[Saved data]
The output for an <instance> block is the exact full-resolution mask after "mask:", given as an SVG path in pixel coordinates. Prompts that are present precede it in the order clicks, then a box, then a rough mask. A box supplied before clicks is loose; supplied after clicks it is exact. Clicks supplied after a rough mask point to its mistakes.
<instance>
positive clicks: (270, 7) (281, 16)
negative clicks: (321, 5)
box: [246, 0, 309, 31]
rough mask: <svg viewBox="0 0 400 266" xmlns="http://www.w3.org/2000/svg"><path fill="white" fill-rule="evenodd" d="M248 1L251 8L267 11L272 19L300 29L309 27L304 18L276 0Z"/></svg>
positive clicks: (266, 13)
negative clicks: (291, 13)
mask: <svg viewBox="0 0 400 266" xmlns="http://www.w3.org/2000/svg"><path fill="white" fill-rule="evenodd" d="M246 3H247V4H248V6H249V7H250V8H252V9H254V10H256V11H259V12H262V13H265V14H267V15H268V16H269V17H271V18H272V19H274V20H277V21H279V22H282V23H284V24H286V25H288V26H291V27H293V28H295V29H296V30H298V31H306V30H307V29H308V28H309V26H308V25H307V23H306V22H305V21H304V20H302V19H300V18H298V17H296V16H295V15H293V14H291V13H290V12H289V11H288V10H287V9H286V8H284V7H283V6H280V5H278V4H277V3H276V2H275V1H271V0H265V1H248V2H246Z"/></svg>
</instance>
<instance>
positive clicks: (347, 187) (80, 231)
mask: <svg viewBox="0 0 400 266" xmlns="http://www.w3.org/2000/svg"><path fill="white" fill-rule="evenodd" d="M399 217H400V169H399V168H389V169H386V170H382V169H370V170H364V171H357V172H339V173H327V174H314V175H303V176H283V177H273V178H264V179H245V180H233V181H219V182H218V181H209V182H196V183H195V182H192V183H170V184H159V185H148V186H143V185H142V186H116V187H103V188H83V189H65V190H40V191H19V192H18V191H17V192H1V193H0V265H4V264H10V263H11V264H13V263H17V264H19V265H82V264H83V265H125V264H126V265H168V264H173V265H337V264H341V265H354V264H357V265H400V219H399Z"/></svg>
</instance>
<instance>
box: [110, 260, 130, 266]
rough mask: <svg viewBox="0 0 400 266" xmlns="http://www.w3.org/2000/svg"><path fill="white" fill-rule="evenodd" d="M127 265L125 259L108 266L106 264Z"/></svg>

> What you need to do
Copy out every line of the items above verbatim, changing nothing.

> Exercise response
The output for an <instance> block is the exact full-resolution mask after "mask:", given as an SVG path in pixel coordinates. Prompts that are present precede it in the order clicks, then a box, then a rough mask. A box supplied before clicks is loose; supplied after clicks it is exact. Clicks supplied after a rough mask point to its mistakes.
<instance>
positive clicks: (270, 7) (281, 16)
negative clicks: (321, 5)
box: [246, 0, 309, 31]
rough mask: <svg viewBox="0 0 400 266" xmlns="http://www.w3.org/2000/svg"><path fill="white" fill-rule="evenodd" d="M248 1L251 8L267 11L272 19L300 29L309 27L304 18L276 0Z"/></svg>
positive clicks: (266, 13)
negative clicks: (291, 13)
mask: <svg viewBox="0 0 400 266" xmlns="http://www.w3.org/2000/svg"><path fill="white" fill-rule="evenodd" d="M246 3H247V4H248V6H249V7H250V8H252V9H254V10H256V11H259V12H262V13H265V14H267V15H268V16H269V17H271V18H272V19H274V20H277V21H279V22H282V23H284V24H286V25H288V26H291V27H293V28H295V29H296V30H298V31H306V30H307V29H308V28H309V26H308V25H307V23H306V22H305V21H304V20H302V19H300V18H298V17H296V16H295V15H293V14H291V13H290V12H289V11H288V10H287V9H286V8H284V7H283V6H280V5H278V4H277V3H276V2H275V1H271V0H265V1H248V2H246Z"/></svg>
</instance>
<instance>
positive clicks: (347, 187) (80, 231)
mask: <svg viewBox="0 0 400 266" xmlns="http://www.w3.org/2000/svg"><path fill="white" fill-rule="evenodd" d="M399 217H400V169H399V168H389V169H386V170H382V169H370V170H364V171H357V172H339V173H327V174H314V175H303V176H283V177H273V178H264V179H245V180H233V181H219V182H218V181H209V182H196V183H195V182H192V183H170V184H159V185H148V186H143V185H142V186H116V187H103V188H83V189H65V190H40V191H19V192H18V191H17V192H1V193H0V265H4V264H10V263H11V264H13V263H17V264H19V265H82V264H83V265H125V264H126V265H168V264H173V265H337V264H341V265H354V264H357V265H400V219H399Z"/></svg>
</instance>
<instance>
box: [110, 260, 130, 266]
rough mask: <svg viewBox="0 0 400 266" xmlns="http://www.w3.org/2000/svg"><path fill="white" fill-rule="evenodd" d="M127 265L125 259L108 266L106 264Z"/></svg>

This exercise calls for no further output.